* _Extract provided_:
— start —

The Duck Avenger in American comics (also known as Paperinik, Phantomias, Superduck, PK, Super Donald, and Phantom Duck), is a comic book superhero who is Donald Duck's alter ego. Donald originally created his superheroic identity as a means of secretly getting even with relatives such as Scrooge McDuck and Gladstone Gander, but soon found himself fighting other menaces. The character is an Italian invention and, though dominant in stories in which he appears, is very much absent from all others not starring him.
Born after the approval of the comic-book character Diabolik, the first idea of a superhero based on Donald came to the author Elisa Penna. It was after the then executive director of the "Topolino" comic book Mario Gentilini asked for a "'Superman' version of Mickey Mouse" that the cartoonist Guido Martina instead suggested to make Donald a superhero, taking the original idea by Penna, and revising and perfecting it, thus creating Paperinik (whose name is a combination of "Paperino", the Italian name of Donald Duck, and the suffix "-ik" from "Diabolik").
In the French version, he was called Fantomiald, in the German version Phantomias, Patomás in the Spanish translations, and the Greek version Phantom Duck (Φάντομ Ντακ), all of them based on the master-criminal Fantômas. In Denmark his adventures have mostly been published in small books called "Jumbobøger", or "Jumbo books" (Due to being several hundred pages long, not for their size). He is known in Denmark as "Stålanden", meaning "The Steel-duck" and in Sweden as "Stål-Kalle", meaning "Steel-Donald". These names are understood to be based on Stålmanden/Stålmannen, local translations of Superman's title, the Man of Steel. In Finland, Papernik is published in "Aku Ankan Taskukirja", "Donald Duck's Pocket Book". The Finnish name for Papernik is "Taikaviitta", meaning "Magic Cape". In Norway he is called "Fantonald", contracting word for phantom (Norw. spelling: "fantom") with the name Donald. This alludes to another (non-Disney) comic-book hero, Lee Falk's "The Phantom", or in Norwegian Fantomet. Duck Avenger resembles The Phantom in that he is a masked hero with no actual superpowers.

— end —

* _Direction_: Please write what comes next in the text on the Duck Avenger, starting right after its final sentence.

(Excerpts from point annotation data)
— start —

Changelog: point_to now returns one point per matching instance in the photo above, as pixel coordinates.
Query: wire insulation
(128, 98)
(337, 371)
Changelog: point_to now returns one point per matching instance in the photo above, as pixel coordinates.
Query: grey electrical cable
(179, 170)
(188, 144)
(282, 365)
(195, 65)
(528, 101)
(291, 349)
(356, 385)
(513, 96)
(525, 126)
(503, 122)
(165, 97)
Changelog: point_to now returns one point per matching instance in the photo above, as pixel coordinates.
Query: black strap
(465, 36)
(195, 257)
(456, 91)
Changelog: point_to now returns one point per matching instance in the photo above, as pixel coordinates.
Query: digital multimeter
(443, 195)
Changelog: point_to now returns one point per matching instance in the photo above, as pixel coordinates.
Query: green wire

— end —

* _Result_:
The newborn Paperinik made his debut in "Paperinik il diabolico vendicatore" (lit. "Paperinik the Diabolical Avenger", printed in English as "The Diabolical Duck Avenger"), a two-part 60-pages story published on June 8 and June 15, 1969 respectively on issue #706 and #707. This story never saw an American release until 2015, when it was printed in Donald Duck #5 (legacy number 372) and #6 (373) under IDW Publishing.
The debut story featured Donald receiving the ownership papers of Villa Rosa, an abandoned villa outside of Duckburg ("Paperopoli" in the original Italian version) whose owner had disappeared decades ago. Donald soon finds that the papers were actually intended for his cousin Gladstone, but he is content not to correct the mistake. Visiting the villa with his nephews, he discovers the diary and an abandoned suit of Fantomius, who was known as a notorious gentleman burglar and sometime vigilante active during the late 19th century and early 20th century. Donald learns his methods of maintaining a secret identity by acting as a harmless and rather incompetent gentleman during the day and during the night as a vindicator, taking revenge for his grievances against society. Intrigued, Donald decides to keep his discoveries to himself as they might prove useful.
He soon meets his own two greatest causes of grief: his ruthless and domineering maternal uncle Scrooge McDuck and his arrogant and extremely lucky first cousin Gladstone, who enjoys taunting Donald with his own effortless successes in comparison to Donald's constant efforts and failures. Deciding to take revenge on them, Donald presents the diary's notes on weapons and transportation means to Gyro Gearloose, who soon equips him with a utility belt and boots that contain many useful gadgets and also adds special equipment to Donald's car. The first mission for "Paperinik", as he names himself, is to steal his uncle's mattress which contains $1,000,000 in small bills. He does so by making certain that Scrooge inhales enough of a sleep-inducing drug to keep him out of action all night. He then frames Gladstone for the theft.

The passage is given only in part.